[PROVIDED DATA start]
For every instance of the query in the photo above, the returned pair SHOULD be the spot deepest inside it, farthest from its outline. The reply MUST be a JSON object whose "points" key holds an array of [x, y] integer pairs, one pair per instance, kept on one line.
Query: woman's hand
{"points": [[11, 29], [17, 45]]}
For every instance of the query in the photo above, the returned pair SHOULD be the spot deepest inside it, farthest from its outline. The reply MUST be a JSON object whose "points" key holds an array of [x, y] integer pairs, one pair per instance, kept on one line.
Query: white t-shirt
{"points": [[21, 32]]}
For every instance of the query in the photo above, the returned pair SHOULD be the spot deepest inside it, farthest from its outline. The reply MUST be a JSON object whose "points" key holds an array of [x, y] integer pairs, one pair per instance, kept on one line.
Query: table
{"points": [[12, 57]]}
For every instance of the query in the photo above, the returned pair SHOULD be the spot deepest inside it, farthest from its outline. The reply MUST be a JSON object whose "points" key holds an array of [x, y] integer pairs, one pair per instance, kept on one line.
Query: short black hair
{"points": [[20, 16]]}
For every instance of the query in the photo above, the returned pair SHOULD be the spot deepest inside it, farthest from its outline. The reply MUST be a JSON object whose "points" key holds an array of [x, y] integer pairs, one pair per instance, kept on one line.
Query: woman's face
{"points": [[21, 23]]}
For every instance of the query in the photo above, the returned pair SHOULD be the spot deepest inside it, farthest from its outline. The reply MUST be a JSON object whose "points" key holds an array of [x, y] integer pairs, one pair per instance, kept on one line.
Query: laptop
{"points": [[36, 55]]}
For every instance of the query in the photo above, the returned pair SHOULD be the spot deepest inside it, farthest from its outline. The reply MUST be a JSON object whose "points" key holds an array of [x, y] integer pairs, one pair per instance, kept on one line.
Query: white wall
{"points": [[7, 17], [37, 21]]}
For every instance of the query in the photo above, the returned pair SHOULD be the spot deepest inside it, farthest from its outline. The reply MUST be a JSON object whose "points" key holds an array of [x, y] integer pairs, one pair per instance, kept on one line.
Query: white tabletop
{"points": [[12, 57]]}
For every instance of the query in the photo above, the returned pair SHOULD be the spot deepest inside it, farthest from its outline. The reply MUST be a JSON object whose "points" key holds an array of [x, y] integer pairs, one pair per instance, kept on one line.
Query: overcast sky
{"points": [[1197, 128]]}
[PROVIDED DATA end]
[PROVIDED DATA start]
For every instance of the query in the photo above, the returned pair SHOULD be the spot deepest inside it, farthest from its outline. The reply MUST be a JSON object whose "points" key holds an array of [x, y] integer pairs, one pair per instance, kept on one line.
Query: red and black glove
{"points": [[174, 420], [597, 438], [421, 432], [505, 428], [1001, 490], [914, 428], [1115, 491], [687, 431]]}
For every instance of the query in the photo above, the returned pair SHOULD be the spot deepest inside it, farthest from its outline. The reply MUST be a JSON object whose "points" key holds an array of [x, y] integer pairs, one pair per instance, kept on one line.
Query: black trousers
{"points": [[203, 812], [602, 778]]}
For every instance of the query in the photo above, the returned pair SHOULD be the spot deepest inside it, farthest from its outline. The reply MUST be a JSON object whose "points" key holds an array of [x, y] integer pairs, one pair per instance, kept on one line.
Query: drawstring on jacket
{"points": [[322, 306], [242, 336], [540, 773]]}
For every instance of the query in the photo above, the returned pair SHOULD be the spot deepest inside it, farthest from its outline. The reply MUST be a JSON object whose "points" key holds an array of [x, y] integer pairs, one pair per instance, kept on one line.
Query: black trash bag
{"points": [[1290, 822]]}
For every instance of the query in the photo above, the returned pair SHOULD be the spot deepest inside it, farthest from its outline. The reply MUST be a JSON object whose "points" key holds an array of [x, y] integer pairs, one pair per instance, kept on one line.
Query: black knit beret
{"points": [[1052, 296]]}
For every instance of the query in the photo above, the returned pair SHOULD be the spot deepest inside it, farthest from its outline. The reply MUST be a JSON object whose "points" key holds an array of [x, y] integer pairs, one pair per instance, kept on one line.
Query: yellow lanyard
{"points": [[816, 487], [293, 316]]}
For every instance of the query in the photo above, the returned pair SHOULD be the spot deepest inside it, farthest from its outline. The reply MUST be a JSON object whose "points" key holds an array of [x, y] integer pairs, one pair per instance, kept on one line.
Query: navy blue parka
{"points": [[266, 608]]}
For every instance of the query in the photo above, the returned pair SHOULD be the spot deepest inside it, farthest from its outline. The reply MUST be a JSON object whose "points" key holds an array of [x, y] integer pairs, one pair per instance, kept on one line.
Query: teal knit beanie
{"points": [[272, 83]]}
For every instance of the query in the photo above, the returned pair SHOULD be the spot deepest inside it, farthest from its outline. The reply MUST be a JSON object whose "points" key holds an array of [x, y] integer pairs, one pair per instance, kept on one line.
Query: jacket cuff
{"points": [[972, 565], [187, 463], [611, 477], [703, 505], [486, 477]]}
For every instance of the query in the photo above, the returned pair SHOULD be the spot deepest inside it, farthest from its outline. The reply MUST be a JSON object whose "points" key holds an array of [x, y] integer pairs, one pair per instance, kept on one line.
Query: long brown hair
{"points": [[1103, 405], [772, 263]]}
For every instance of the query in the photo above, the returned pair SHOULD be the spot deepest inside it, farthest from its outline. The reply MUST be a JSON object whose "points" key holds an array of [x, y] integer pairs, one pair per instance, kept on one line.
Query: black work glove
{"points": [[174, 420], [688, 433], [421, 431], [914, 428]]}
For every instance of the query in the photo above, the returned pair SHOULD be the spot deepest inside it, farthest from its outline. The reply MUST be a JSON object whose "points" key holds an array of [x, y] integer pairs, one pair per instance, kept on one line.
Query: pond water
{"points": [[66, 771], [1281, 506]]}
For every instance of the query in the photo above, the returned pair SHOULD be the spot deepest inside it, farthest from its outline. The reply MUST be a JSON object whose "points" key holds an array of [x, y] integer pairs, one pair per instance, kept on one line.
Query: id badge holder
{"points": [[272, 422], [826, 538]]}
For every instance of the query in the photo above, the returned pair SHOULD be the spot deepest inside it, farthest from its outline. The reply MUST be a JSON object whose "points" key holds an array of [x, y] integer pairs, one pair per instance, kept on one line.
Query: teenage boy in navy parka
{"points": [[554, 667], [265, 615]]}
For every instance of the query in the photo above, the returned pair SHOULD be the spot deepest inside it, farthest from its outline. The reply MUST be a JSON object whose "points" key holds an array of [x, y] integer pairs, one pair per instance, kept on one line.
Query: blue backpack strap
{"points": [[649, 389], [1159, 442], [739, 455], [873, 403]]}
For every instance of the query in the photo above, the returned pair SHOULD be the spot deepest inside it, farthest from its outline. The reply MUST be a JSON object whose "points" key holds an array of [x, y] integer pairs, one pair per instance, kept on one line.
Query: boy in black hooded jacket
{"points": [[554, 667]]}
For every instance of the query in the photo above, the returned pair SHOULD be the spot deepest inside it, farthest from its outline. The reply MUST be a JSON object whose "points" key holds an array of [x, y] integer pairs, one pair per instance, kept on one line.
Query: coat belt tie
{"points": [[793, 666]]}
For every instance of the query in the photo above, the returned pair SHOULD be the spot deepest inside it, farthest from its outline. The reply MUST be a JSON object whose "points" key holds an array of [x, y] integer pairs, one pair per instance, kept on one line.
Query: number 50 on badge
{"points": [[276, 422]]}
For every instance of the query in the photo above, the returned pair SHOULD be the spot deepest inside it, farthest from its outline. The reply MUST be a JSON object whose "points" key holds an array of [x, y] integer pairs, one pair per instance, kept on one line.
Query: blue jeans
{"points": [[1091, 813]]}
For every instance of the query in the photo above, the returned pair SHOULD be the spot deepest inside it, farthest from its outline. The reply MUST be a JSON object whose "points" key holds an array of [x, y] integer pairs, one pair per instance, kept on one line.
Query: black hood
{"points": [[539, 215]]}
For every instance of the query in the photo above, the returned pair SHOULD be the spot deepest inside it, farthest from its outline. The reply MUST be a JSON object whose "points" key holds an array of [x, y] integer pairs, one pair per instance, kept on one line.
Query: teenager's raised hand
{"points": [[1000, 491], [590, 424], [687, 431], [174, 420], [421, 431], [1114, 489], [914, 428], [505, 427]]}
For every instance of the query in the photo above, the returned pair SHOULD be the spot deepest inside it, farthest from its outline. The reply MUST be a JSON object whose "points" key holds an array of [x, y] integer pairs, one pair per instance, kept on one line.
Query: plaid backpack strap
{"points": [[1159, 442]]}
[PROVIDED DATA end]
[PROVIDED DATA start]
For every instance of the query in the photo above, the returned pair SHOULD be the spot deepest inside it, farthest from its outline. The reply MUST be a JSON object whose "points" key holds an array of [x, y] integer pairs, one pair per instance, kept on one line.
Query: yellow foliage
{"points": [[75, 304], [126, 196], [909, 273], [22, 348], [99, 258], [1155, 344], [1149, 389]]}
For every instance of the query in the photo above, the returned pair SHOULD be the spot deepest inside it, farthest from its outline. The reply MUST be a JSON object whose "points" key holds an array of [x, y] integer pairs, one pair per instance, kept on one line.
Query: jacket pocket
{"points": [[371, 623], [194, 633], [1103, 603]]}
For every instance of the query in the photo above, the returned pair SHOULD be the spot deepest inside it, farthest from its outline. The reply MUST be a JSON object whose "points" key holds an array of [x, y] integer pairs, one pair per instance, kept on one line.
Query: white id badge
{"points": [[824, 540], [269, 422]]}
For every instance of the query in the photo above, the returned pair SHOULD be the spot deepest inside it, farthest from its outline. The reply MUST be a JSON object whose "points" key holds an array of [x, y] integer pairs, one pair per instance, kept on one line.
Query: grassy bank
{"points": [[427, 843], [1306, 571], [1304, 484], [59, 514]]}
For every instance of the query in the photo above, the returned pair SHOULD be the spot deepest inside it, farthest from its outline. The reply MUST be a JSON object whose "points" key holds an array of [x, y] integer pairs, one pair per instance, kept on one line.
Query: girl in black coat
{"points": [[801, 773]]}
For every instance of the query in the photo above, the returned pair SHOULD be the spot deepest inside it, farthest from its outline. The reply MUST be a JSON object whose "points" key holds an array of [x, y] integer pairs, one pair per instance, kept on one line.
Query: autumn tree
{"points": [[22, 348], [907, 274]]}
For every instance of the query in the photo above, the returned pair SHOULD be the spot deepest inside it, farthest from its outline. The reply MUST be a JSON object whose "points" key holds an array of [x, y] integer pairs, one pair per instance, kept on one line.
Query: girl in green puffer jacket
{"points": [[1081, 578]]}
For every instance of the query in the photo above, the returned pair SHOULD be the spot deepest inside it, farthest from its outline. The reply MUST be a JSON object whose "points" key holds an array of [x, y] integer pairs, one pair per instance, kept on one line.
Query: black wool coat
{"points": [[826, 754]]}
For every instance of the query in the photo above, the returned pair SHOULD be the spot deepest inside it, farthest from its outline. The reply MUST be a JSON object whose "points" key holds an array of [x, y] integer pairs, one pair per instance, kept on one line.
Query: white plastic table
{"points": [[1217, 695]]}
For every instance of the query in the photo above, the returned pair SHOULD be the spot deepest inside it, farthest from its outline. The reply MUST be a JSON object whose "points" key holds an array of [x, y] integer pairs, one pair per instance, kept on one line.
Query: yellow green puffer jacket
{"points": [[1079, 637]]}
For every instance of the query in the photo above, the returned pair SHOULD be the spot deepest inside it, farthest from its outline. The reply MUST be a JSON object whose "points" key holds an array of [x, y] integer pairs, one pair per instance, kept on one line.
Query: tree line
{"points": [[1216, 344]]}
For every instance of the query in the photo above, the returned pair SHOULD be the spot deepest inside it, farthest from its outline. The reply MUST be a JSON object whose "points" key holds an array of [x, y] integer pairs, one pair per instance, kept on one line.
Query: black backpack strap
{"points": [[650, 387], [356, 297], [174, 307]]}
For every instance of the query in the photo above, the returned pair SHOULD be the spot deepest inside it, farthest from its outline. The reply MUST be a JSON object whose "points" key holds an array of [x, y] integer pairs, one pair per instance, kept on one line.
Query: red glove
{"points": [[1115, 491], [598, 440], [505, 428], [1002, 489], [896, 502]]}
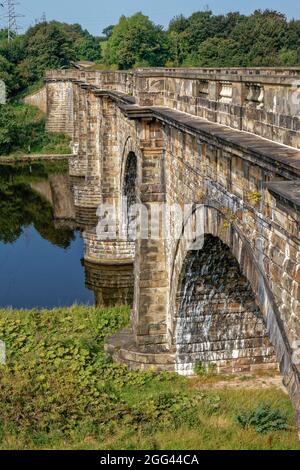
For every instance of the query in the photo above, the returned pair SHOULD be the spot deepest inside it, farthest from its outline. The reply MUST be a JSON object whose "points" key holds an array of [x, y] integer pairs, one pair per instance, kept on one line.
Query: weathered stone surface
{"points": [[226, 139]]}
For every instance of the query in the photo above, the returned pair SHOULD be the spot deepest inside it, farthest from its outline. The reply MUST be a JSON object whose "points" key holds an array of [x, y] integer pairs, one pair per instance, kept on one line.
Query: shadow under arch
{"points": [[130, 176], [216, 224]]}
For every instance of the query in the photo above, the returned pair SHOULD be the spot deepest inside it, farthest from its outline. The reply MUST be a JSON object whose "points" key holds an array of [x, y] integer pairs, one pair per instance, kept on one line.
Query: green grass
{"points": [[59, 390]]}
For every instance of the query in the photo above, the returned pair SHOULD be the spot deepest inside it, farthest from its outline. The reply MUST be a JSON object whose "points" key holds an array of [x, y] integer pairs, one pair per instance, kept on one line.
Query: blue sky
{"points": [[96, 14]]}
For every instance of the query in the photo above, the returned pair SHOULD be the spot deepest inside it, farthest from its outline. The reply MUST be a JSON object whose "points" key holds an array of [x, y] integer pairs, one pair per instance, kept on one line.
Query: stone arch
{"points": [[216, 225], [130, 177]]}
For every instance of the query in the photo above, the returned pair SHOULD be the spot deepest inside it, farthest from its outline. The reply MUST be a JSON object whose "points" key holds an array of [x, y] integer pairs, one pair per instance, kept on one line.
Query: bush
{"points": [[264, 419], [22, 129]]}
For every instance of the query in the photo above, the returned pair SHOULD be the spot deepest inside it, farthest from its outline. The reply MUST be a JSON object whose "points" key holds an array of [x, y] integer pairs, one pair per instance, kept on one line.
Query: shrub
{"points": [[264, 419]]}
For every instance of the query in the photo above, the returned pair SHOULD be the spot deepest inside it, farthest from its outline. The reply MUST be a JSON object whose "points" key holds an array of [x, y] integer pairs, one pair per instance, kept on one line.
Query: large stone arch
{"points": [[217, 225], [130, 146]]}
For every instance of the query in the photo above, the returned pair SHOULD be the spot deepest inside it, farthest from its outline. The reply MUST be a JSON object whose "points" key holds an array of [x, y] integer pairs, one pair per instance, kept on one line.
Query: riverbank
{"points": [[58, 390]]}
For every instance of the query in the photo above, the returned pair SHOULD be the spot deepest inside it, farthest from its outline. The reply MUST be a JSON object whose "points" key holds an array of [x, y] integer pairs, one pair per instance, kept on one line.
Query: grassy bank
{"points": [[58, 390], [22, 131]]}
[PROVIDED DATA end]
EXERCISE INSTRUCTIONS: Please gather every line in the records above that contains the word "backpack" and copy each one in full.

SOLUTION TO THIS PROBLEM:
Query: blue backpack strap
Query: plaid backpack strap
Query: black backpack strap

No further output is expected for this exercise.